═══ Records supplied ═══
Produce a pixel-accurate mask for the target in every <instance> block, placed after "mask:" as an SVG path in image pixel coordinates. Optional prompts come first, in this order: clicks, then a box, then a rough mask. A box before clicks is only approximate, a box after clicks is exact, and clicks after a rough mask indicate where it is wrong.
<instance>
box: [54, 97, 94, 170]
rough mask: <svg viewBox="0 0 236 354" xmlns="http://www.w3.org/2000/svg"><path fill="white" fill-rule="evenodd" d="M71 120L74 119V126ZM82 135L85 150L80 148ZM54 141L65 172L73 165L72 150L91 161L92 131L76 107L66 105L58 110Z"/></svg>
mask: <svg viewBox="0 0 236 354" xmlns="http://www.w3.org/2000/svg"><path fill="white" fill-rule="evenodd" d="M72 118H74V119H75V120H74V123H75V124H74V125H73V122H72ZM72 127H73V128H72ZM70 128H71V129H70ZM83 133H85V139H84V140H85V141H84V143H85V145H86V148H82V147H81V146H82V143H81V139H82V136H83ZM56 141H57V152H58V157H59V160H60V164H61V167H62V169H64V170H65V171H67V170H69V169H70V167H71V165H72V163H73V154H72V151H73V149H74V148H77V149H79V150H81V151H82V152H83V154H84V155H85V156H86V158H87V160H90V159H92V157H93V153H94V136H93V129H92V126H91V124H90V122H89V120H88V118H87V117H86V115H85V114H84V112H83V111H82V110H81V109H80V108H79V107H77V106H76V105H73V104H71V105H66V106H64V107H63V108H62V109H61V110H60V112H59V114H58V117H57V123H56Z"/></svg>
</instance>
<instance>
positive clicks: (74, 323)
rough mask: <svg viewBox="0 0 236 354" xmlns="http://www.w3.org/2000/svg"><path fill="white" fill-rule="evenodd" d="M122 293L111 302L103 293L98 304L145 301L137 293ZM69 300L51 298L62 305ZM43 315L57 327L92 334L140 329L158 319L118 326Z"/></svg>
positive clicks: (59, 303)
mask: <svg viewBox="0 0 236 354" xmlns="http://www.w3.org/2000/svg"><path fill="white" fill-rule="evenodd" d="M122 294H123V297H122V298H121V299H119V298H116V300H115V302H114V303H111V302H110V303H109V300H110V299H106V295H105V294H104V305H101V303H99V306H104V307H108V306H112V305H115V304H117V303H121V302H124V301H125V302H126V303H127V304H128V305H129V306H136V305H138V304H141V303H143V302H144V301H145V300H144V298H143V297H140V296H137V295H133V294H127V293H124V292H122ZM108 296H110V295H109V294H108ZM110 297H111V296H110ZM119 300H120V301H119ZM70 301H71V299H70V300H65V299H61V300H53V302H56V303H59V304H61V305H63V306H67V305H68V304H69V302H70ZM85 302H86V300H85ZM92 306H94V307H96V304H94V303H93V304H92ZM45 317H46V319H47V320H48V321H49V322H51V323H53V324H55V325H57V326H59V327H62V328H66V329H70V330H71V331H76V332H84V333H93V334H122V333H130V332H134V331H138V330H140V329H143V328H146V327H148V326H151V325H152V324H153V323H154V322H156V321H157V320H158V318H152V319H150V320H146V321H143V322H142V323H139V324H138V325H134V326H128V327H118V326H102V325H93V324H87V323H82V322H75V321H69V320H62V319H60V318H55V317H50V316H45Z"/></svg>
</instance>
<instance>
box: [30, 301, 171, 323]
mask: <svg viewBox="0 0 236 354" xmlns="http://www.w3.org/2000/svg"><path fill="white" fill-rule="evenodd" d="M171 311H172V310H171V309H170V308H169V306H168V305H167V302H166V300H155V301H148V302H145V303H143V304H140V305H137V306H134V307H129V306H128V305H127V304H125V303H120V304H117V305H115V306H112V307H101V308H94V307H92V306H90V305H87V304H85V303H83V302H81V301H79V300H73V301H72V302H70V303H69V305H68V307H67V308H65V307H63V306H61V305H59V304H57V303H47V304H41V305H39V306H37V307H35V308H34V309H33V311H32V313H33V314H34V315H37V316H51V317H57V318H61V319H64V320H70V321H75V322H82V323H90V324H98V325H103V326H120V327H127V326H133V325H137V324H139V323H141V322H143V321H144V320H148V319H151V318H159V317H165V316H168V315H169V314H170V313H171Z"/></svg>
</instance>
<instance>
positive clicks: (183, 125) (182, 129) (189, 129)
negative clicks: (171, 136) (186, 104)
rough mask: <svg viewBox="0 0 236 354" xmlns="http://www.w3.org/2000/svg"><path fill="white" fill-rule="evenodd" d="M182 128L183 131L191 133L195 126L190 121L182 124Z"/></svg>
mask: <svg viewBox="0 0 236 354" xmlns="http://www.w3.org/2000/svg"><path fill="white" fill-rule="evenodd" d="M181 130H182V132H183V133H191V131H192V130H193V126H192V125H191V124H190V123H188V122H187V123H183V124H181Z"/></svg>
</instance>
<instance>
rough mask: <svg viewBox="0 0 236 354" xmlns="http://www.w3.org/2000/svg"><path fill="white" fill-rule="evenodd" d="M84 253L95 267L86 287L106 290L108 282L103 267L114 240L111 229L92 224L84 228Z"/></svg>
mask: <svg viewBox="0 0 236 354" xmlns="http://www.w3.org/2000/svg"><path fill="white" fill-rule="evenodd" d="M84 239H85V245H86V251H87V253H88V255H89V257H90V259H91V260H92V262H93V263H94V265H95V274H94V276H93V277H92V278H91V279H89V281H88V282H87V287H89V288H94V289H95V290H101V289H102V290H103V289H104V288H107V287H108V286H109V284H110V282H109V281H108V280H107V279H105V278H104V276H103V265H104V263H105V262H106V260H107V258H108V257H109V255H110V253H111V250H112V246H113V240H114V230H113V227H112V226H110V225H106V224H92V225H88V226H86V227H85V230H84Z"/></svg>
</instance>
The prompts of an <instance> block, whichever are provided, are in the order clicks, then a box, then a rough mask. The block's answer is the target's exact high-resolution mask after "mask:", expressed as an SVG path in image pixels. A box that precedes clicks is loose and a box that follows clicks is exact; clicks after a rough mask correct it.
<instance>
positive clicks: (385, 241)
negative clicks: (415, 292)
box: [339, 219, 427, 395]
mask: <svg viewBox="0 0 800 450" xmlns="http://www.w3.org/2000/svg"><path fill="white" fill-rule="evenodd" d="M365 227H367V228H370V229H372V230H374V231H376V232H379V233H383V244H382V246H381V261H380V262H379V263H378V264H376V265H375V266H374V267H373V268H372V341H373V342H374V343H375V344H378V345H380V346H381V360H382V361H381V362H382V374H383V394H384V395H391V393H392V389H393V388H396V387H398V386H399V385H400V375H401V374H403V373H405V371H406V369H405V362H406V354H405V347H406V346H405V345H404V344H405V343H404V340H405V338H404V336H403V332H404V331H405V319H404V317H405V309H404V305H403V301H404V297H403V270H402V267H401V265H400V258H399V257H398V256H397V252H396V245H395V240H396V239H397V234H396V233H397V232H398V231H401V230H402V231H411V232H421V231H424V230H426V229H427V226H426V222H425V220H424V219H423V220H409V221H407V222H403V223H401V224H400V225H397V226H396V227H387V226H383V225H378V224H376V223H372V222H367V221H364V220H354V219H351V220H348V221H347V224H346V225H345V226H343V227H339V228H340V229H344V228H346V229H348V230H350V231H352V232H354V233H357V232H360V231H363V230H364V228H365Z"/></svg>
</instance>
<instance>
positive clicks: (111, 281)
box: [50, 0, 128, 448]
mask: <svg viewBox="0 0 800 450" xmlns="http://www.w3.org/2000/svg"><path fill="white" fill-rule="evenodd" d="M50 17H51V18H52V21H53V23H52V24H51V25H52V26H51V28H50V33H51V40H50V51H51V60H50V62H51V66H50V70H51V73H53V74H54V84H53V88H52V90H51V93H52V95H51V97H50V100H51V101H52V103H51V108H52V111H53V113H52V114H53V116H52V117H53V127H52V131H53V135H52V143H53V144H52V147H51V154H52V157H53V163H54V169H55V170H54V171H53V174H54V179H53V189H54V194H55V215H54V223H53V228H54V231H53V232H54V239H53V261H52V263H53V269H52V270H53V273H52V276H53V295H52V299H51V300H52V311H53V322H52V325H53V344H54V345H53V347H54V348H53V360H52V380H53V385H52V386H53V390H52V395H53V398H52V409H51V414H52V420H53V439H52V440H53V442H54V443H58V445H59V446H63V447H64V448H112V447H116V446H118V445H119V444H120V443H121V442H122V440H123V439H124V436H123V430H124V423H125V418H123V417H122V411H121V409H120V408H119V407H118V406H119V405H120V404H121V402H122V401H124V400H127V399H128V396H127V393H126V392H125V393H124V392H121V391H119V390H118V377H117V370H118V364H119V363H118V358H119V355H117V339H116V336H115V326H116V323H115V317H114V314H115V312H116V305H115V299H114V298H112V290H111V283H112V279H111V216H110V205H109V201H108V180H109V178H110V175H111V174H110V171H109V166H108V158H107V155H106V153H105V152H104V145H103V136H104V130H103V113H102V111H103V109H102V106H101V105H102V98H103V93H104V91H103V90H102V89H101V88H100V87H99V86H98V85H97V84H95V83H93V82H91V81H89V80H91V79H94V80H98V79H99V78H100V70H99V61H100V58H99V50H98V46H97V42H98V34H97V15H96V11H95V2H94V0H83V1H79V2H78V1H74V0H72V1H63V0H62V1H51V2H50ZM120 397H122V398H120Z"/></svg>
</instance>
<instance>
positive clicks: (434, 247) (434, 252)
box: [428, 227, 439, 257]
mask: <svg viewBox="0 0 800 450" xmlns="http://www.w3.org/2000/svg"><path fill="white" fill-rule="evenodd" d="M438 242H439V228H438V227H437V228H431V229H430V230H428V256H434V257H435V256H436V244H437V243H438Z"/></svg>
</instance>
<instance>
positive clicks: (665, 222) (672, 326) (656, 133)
═══
*Problem statement*
Return each line from the entries above that includes "negative".

*Solved exercise*
negative clicks: (171, 136) (186, 104)
negative clicks: (415, 292)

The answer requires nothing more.